Required action A: From the website comments, copy the part that opens with the words containing "Maybe the owner" and closes with "have enjoyed it.".
Required action B: List every piece of software named in the final paragraph of the website comments.
Required action C:
Answer these from the website comments:
(i) Who does one commenter remember calling out the practice of not listing the address in advertising?
(ii) What did one commenter have to fake to get a comment posted?
(iii) According to the last comment, in what program would a responsible designer rewrite the page?

Source document:
◇ ◇ ◇ ◇ ◇ ◇ ◇

Holy crap it's hard not to cry at the sight of all that bloated markup. Any responsible designer could at least allow that bland, ugly, buggy mess load a hell of a lot faster by simply cleaning all that Office crud and horrendously redundant markup out of there. Of course, a responsible designer also would never have allowed this to go public in such poor condition. If this is the public face they're willing to present, I shudder to think of what the kitchen must be like. Better to have no site than to have one that implicitely warns that their business model = cheapo slop, no apparent customer service, and general slovenliness.
Site very broken.
Maybe the owner is a genious, perhaps he let it slip out that the sight is horrible. Therefor people would go there to see how bad it is. There it is, free advertising. Some people believe that any publicity is good publicity. This, being the mindset, the sight is not only not broken, it is up and running smoothly.
Isn't that a stupid NYC trend, not listing the address in advertising? I remember Kyle Baker calling it out in the graphic novel Something Something Why I Hate Saturn Something back in the day. So someone just extended that practice to the net. That's my theory, I hope you have enjoyed it.
I haven't enjoyed faking the email address to get this posted. But that's just me. I gotta be me.
carina said
"Any responsible designer could at least allow that bland, ugly, buggy mess load a hell of a lot faster by simply cleaning all that Office crud and horrendously redundant markup out of there."
Actually, a responsible designer would look at the page and rewrite it in notepad. Once something like office, word, or NS composer mangles source, you're better off recoding it. (or, if possible, using a backup copy)

◇ ◇ ◇ ◇ ◇ ◇ ◇

Listed entries:
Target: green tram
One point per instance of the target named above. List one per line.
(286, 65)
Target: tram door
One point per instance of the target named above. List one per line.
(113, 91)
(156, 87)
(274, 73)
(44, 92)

◇ ◇ ◇ ◇ ◇ ◇ ◇

Task response A:
Maybe the owner is a genious, perhaps he let it slip out that the sight is horrible. Therefor people would go there to see how bad it is. There it is, free advertising. Some people believe that any publicity is good publicity. This, being the mindset, the sight is not only not broken, it is up and running smoothly.
Isn't that a stupid NYC trend, not listing the address in advertising? I remember Kyle Baker calling it out in the graphic novel Something Something Why I Hate Saturn Something back in the day. So someone just extended that practice to the net. That's my theory, I hope you have enjoyed it.

Task response B: office, word, NS composer, notepad

Task response C:
(i) Kyle Baker
(ii) The email address
(iii) Notepad